Exercise goal =
First find the line containing "# annotate each instance of the eyeglasses" in the data, then set it down exactly along with every line after it, through the last.

Given data =
####
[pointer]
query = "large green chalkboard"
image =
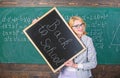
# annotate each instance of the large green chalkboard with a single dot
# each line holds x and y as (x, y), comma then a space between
(103, 25)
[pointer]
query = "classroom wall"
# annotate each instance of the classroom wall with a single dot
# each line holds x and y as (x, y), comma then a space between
(43, 71)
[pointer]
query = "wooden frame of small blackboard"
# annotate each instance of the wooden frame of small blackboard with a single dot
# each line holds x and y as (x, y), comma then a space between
(54, 39)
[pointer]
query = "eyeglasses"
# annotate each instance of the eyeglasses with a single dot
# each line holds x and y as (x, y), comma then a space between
(78, 25)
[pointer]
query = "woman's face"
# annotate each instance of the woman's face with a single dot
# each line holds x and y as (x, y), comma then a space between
(78, 27)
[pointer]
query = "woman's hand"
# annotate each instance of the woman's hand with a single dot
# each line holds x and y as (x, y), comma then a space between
(70, 63)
####
Answer box =
# annotate each instance of the eyeglasses with a single dot
# each line holds x and y as (x, y), comma then a space between
(78, 25)
[pointer]
query = "woman's face"
# annotate each instance of the woman's face with a single dot
# each line holds x and y as (x, y), comma then a space between
(78, 27)
[pointer]
query = "woman's hand"
# annotate each instance of the woman's hand with a single dot
# each line holds x and y as (x, y), comma then a space between
(70, 63)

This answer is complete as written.